**Given problem**
Set out every one of the rows below as a numbered list, omitting any blank lines.

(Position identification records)
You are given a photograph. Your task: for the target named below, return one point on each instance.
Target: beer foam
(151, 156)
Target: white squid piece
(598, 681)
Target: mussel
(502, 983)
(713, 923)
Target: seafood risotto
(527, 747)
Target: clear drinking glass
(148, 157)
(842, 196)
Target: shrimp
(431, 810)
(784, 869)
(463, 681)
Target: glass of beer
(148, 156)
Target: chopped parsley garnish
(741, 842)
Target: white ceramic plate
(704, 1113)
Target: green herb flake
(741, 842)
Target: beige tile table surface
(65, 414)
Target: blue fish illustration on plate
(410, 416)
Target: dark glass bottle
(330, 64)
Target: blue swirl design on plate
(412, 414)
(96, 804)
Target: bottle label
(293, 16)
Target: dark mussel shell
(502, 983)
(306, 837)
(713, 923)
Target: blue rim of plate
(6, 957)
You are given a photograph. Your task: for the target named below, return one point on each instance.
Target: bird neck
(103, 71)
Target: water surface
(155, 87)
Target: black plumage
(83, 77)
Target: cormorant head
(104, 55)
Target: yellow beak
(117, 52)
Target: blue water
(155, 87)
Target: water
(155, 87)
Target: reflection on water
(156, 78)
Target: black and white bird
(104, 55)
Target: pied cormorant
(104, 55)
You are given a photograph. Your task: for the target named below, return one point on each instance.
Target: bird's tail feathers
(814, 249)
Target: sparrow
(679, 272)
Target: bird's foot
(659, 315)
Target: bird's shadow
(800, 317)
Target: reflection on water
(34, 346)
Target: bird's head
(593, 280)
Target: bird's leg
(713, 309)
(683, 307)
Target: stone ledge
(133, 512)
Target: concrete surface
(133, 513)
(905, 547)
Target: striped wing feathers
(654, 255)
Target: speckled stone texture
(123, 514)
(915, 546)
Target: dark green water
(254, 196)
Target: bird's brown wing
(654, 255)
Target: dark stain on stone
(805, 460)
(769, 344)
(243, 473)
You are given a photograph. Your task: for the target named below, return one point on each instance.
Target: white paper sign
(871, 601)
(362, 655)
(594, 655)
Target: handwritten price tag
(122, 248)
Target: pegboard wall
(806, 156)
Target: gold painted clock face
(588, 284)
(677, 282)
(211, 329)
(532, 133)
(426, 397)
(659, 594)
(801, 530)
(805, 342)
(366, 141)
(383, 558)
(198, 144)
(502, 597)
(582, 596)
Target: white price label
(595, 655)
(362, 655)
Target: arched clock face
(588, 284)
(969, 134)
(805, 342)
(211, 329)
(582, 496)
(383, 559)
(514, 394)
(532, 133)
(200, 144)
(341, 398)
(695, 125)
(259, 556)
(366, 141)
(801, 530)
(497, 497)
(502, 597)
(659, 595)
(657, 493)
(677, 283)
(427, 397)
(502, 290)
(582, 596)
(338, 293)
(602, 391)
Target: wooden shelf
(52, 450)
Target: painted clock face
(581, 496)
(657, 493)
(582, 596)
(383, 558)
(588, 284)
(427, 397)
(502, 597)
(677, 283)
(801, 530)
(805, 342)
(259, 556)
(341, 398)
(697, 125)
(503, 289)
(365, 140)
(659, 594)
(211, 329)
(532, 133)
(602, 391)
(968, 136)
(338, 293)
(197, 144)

**Solution for this problem**
1. You are given a photograph. Your task: for the target named below, return one point on each instance.
2. Target: beer foam
3. (151, 156)
4. Target: white squid piece
5. (598, 681)
6. Target: mussel
7. (502, 983)
8. (713, 923)
9. Target: seafood risotto
10. (527, 747)
11. Target: clear drinking glass
12. (148, 157)
13. (842, 196)
14. Target: shrimp
15. (431, 810)
16. (784, 869)
17. (463, 681)
18. Target: glass of beer
19. (148, 156)
20. Target: chopped parsley garnish
21. (741, 842)
22. Target: white ceramic plate
23. (704, 1113)
24. Target: green herb flake
25. (741, 842)
26. Target: beige tile table surface
27. (65, 414)
28. Target: blue fish illustration on plate
29. (410, 416)
30. Target: dark glass bottle
31. (330, 64)
32. Target: blue swirl design on plate
33. (412, 414)
34. (96, 804)
35. Target: bottle label
36. (293, 16)
37. Target: dark mussel shell
38. (502, 983)
39. (306, 837)
40. (713, 923)
41. Target: blue rim of plate
42. (6, 957)
43. You are given a photograph. Your task: for the target named below, return one point on each instance.
44. Target: bird neck
45. (103, 71)
46. Target: water surface
47. (155, 87)
48. Target: black plumage
49. (83, 77)
50. Target: cormorant head
51. (104, 55)
52. Target: yellow beak
53. (117, 52)
54. Target: blue water
55. (155, 87)
56. Target: water
57. (155, 87)
58. Target: reflection on water
59. (156, 78)
60. Target: black and white bird
61. (104, 55)
62. Target: pied cormorant
63. (104, 55)
64. You are given a photograph. Your task: for the target named below, return one point on each instance.
65. Target: bird's tail feathers
66. (814, 249)
67. Target: sparrow
68. (679, 272)
69. Target: bird's foot
70. (659, 315)
71. Target: bird's shadow
72. (800, 317)
73. Target: reflection on water
74. (34, 346)
75. Target: bird's head
76. (593, 280)
77. Target: bird's leg
78. (713, 309)
79. (683, 307)
80. Target: stone ledge
81. (133, 512)
82. Target: concrete surface
83. (133, 513)
84. (905, 547)
85. Target: striped wing feathers
86. (654, 255)
87. Target: speckled stone texture
88. (123, 514)
89. (915, 546)
90. Target: dark green water
91. (254, 196)
92. Target: bird's brown wing
93. (654, 255)
94. Target: dark stain on stone
95. (805, 460)
96. (769, 344)
97. (243, 473)
98. You are given a photograph. Your task: for the target named below, return one point on each instance.
99. Target: white paper sign
100. (871, 601)
101. (362, 655)
102. (594, 655)
103. Target: handwritten price tag
104. (122, 248)
105. Target: pegboard wall
106. (806, 156)
107. Target: gold painted clock face
108. (588, 284)
109. (677, 282)
110. (211, 329)
111. (532, 133)
112. (426, 397)
113. (659, 594)
114. (801, 530)
115. (805, 342)
116. (366, 141)
117. (383, 558)
118. (198, 144)
119. (502, 597)
120. (582, 596)
121. Target: white price label
122. (595, 655)
123. (362, 655)
124. Target: arched clock face
125. (588, 284)
126. (969, 134)
127. (805, 342)
128. (211, 329)
129. (582, 496)
130. (383, 559)
131. (514, 394)
132. (532, 133)
133. (200, 144)
134. (341, 398)
135. (695, 125)
136. (259, 556)
137. (366, 141)
138. (801, 530)
139. (497, 497)
140. (502, 597)
141. (659, 595)
142. (657, 493)
143. (677, 283)
144. (427, 397)
145. (502, 290)
146. (582, 596)
147. (338, 293)
148. (602, 391)
149. Target: wooden shelf
150. (52, 450)
151. Target: painted clock face
152. (581, 496)
153. (657, 493)
154. (582, 596)
155. (383, 558)
156. (588, 284)
157. (427, 397)
158. (502, 597)
159. (677, 283)
160. (801, 530)
161. (805, 342)
162. (259, 556)
163. (341, 398)
164. (697, 125)
165. (503, 289)
166. (365, 140)
167. (659, 594)
168. (211, 329)
169. (532, 133)
170. (602, 391)
171. (968, 136)
172. (338, 293)
173. (197, 144)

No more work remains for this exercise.